What you will do » Will you extract the entries word for word? Images should not appear in the copy.

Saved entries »
========================================================================
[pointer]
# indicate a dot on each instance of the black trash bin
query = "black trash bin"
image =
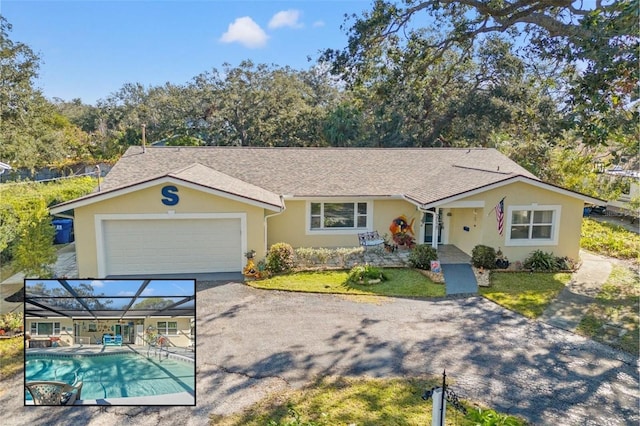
(63, 230)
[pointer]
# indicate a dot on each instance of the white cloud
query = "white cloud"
(286, 18)
(246, 32)
(148, 291)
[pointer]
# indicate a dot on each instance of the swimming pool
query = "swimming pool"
(114, 375)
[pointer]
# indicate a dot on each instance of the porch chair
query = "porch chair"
(54, 393)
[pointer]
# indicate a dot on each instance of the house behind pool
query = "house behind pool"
(187, 210)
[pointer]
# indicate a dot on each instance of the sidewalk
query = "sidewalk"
(568, 309)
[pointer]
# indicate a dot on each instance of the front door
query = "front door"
(428, 227)
(125, 332)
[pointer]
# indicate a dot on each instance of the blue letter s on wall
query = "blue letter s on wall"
(170, 195)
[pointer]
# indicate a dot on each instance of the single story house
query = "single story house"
(165, 210)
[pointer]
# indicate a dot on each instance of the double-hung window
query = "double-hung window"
(168, 328)
(330, 216)
(45, 328)
(533, 225)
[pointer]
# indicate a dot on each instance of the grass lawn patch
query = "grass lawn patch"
(614, 316)
(399, 282)
(11, 356)
(344, 401)
(524, 292)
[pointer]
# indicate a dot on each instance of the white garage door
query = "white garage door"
(133, 247)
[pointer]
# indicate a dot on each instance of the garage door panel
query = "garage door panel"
(172, 246)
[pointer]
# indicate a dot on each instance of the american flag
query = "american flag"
(499, 208)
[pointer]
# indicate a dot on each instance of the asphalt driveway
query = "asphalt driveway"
(251, 342)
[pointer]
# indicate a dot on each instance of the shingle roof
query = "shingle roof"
(207, 177)
(423, 174)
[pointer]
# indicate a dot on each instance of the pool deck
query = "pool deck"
(181, 398)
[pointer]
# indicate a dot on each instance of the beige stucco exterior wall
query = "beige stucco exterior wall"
(291, 226)
(483, 225)
(460, 220)
(146, 201)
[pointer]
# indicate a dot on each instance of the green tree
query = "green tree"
(32, 133)
(595, 45)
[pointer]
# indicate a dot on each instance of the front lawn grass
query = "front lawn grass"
(524, 292)
(350, 401)
(399, 282)
(610, 240)
(11, 356)
(614, 316)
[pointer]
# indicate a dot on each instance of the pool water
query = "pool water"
(114, 376)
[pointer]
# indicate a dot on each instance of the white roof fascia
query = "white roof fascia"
(519, 178)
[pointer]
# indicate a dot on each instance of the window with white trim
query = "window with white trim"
(337, 216)
(532, 225)
(168, 328)
(45, 328)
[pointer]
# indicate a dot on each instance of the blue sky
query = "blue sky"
(89, 49)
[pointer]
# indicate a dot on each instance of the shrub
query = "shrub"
(540, 261)
(422, 255)
(565, 263)
(363, 273)
(404, 239)
(280, 258)
(483, 257)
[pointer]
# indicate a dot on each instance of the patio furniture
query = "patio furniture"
(370, 239)
(53, 392)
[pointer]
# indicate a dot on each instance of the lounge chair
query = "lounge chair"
(54, 393)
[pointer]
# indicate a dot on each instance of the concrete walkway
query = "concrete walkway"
(568, 309)
(459, 279)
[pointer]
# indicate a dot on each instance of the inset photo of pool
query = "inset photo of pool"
(110, 342)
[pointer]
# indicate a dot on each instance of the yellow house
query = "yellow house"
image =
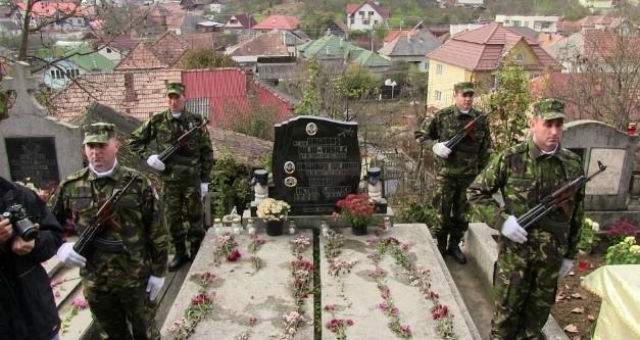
========================================================================
Answer for this exercise »
[pointer]
# indicate a dot on each instance of the black trash bin
query = "black trash bin"
image =
(63, 230)
[pointer]
# indicate a dot on each instance of the white cloud
query = "white cloud"
(286, 18)
(246, 32)
(148, 291)
[pointer]
# indicate a dot on each instance of the swimming pool
query = "swimming pool"
(114, 375)
[pointer]
# indicate a dot on each instance of the porch chair
query = "porch chair"
(54, 393)
[pointer]
# indicate a dot on each instance of the house behind pool
query = "house behind pool"
(187, 210)
[pointer]
# indicate a dot on each instance of the sidewalk
query = "sidewalk"
(568, 309)
[pointer]
# indicate a dot on each instance of the front door
query = "front door"
(428, 227)
(125, 332)
[pointer]
# indicate a dot on each instance of the blue letter s on wall
query = "blue letter s on wall"
(170, 195)
[pointer]
# indicate a dot on each instance of the single story house
query = "single story house"
(165, 210)
[pointer]
# indicate a dot on each instance of the double-hung window
query = "double-hung window"
(168, 328)
(330, 216)
(45, 328)
(533, 225)
[pointer]
# indicate a dot on each instance of the grass lawn patch
query = "grass lawn patch"
(614, 316)
(399, 282)
(11, 356)
(344, 401)
(524, 292)
[pointer]
# indicate a dot on each instance of the white garage door
query = "white garage door"
(133, 247)
[pointer]
# indicate a dot on each instance of the garage door panel
query = "garage door panel"
(172, 246)
[pointer]
# indicate a dot on each instance of the american flag
query = "american flag"
(499, 208)
[pointer]
# indicate a dot on each instance of the asphalt driveway
query = "asphalt driveway"
(251, 342)
[pointer]
# indicate a dot on each instance of the shingle roof
query = "shingle roof"
(207, 177)
(423, 174)
[pointer]
# indicate a dot on each instance of the pool deck
query = "pool deck"
(181, 398)
[pointer]
# indicate a dot on each instance of the beige stucco exterior wall
query = "beige stucco exterior wall"
(291, 226)
(483, 225)
(460, 220)
(146, 201)
[pointer]
# indicate a dot on each instance of the green tree
query = "green tree"
(32, 133)
(595, 45)
[pointer]
# indicate a dot on each instance of the front lawn grass
query = "front lawn grass"
(524, 292)
(350, 401)
(399, 282)
(610, 240)
(11, 356)
(614, 316)
[pointer]
# indicate a dot on each instance of the pool water
query = "pool water"
(114, 376)
[pointer]
# indicate a dot on each instance of the white roof fascia
query = "white roof fascia"
(519, 178)
[pointer]
# indicate a dot on each instance of the window with white trim
query = "window with white trim"
(337, 216)
(532, 225)
(168, 328)
(45, 328)
[pointer]
# indicate a dot on each instance of the blue sky
query = "blue sky"
(89, 49)
[pointer]
# indicate a dot on each instance of the shrub
query = "shrub"
(540, 261)
(422, 255)
(565, 263)
(363, 273)
(404, 239)
(280, 258)
(483, 257)
[pointer]
# indicate a dot on each instance of the patio furniture
query = "patio furniture"
(370, 239)
(53, 392)
[pointer]
# indicate a dot on each instance of the lounge chair
query = "lounge chair"
(54, 393)
[pointer]
# indicate a dot on each instance of the concrete walkway
query = "concrete walkway"
(568, 309)
(459, 279)
[pointer]
# indicate a dot on each instance of the inset photo of pool
query = "inset photo of pool"
(110, 342)
[pointer]
# indicate a dot on each instance of the yellow house
query = "yellow house"
image =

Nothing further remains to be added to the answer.